Passage provided:
*** Begin section ***
How many times have you heard the reproof, “Quit jumping to conclusions!” A few chapters ago, I’d commented about Abram, who became Abraham, figuring he could issue a white lie based on a technicality that we would learn about in this chapter here. In both instances when this lie is recorded, God steps in with discipline and reproof, and Abraham gets reprimanded both times. Even as God calls Abraham a prophet when conversing with King Abimelech, He is having to teach Abraham that truth is of far more worth to him and those he comes into contact with, than fabricating a white lie based on a truthful technicality.
But an interesting observation can be made of King Abimelech’s kingdom. Note that he is not the only Abimelech we will encounter in the Scriptures. When God comes to Abimelech in a dream and informs him of what has just happened, Abimelech responds in Genesis 20:4 But Abimelech had not come near her: and he said, Lord, wilt thou slay also a righteous nation?
For some reason, we like to think that when Abraham lived in the land of Canaan, that there were no other righteous nations in the area. We know there was great sin in the area as already observed in God having to wipe out Sodom and Gomorrah, and due to God telling Abram that the sins of the Amorites had not fully come to fruition yet but would do so by the time his descendents would come up out of Egypt from slavery. So the commonly held understanding and conclusion then, is that this area has no righteous nations.
Even Abraham makes this assumption in response to Abimelech’s confrontation: Genesis 20:11 And Abraham said, Because I thought, Surely the fear of God is not in this place; and they will slay me for my wife’s sake.
*** End section ***
[Records from a data collection]
*** Begin section ***
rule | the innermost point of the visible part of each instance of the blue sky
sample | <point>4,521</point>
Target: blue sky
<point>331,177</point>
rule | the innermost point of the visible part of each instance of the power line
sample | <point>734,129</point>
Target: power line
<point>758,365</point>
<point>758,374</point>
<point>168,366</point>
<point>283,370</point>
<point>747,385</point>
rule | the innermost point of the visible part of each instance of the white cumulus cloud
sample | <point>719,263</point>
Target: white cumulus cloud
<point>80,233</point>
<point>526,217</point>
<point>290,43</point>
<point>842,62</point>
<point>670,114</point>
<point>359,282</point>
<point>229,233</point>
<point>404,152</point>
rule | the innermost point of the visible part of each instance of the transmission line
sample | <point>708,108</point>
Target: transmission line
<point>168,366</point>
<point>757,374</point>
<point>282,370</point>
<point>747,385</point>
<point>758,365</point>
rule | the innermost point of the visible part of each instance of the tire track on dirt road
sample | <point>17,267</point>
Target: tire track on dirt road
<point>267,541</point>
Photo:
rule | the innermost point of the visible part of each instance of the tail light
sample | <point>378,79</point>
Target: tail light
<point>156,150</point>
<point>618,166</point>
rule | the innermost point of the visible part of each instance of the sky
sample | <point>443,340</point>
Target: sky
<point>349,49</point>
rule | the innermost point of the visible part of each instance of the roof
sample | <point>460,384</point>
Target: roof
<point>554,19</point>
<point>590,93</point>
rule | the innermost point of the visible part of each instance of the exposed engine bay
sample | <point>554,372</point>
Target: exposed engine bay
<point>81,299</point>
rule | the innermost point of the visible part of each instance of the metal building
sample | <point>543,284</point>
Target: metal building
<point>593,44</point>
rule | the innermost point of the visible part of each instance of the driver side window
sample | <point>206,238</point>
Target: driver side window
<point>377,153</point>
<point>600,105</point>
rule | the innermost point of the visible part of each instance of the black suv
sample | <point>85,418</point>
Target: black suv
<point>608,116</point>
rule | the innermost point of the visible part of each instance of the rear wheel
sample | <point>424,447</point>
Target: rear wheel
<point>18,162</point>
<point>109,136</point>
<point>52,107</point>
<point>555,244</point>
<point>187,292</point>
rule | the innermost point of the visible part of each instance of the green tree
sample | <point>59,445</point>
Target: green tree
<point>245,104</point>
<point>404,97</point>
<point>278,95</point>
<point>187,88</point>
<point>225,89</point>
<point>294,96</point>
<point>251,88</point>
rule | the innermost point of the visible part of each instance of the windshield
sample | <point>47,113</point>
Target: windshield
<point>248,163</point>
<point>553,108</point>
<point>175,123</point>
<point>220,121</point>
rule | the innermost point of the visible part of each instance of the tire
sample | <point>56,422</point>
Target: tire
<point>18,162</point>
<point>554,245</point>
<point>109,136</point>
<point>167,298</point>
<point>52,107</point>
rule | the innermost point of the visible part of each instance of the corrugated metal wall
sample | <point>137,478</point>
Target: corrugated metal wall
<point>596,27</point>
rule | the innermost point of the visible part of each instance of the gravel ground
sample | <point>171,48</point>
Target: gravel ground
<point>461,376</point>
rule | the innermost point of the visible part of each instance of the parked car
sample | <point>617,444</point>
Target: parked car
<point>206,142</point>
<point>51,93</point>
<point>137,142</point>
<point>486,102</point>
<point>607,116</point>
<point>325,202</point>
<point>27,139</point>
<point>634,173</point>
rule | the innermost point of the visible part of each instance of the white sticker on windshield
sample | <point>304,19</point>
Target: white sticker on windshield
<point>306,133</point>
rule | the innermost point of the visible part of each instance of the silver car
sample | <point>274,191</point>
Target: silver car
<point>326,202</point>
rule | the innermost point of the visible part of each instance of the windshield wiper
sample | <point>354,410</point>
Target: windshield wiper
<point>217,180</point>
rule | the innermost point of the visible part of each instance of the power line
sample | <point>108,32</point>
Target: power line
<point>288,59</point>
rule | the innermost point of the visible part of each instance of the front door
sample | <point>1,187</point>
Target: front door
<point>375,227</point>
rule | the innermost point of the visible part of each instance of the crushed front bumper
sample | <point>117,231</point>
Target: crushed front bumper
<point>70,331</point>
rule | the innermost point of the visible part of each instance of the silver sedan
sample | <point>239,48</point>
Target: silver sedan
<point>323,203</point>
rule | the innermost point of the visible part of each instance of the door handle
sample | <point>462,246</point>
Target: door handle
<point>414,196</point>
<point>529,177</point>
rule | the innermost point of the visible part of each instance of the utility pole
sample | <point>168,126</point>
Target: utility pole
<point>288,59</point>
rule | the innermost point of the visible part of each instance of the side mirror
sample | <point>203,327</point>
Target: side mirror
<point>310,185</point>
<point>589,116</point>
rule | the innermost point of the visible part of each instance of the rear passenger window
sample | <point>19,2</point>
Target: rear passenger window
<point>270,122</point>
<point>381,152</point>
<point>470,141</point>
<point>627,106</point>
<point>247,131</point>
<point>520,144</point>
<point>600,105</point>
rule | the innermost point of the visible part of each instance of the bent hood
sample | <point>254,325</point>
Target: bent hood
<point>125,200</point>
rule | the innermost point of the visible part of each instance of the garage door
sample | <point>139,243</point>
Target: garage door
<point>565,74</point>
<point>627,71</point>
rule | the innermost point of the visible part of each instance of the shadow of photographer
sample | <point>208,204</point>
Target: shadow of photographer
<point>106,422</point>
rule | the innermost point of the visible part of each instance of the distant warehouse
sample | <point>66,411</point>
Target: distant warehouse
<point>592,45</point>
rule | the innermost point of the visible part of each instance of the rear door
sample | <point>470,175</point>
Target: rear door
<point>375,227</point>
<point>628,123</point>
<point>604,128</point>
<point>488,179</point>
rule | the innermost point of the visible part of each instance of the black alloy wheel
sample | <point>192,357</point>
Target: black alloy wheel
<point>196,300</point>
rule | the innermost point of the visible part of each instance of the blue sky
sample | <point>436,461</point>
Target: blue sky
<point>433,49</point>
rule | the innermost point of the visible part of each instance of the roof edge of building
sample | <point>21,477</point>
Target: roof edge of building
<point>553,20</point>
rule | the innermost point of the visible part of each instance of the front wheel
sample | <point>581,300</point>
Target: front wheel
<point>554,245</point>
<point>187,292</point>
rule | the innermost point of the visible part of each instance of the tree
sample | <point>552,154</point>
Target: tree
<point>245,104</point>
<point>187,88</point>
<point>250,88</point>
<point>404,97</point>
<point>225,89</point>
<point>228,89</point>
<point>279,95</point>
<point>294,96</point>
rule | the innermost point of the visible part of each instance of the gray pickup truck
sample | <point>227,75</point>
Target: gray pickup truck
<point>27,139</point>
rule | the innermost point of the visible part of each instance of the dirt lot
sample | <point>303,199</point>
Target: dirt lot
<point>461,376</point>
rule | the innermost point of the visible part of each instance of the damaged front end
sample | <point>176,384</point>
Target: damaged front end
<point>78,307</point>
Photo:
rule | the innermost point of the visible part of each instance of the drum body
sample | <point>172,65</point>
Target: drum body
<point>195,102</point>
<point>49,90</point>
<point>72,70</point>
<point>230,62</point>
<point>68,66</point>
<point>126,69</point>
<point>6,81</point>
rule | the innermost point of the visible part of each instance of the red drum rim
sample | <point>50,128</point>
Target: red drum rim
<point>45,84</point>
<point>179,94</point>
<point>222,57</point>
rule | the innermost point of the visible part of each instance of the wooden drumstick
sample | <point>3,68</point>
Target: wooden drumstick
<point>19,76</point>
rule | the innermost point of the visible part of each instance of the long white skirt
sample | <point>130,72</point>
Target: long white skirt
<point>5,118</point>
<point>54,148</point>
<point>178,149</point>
*** End section ***
Using the information:
A. Answer these questions using the passage on Abraham and Abimelech:
(i) What does God call Abraham when conversing with King Abimelech?
(ii) Which two places does the passage say God had to wipe out?
(iii) In Genesis 20:11, what does Abraham say he thought would be done to him?
B. From the passage on Abraham and Abimelech, reproduce word for word the part that opens with the words containing "Even Abraham makes" and closes with "my wife’s sake.".

Solutions to the problems:
A.
(i) A prophet.
(ii) Sodom and Gomorrah.
(iii) That they would slay him for his wife's sake.

B.
Even Abraham makes this assumption in response to Abimelech’s confrontation: Genesis 20:11 And Abraham said, Because I thought, Surely the fear of God is not in this place; and they will slay me for my wife’s sake.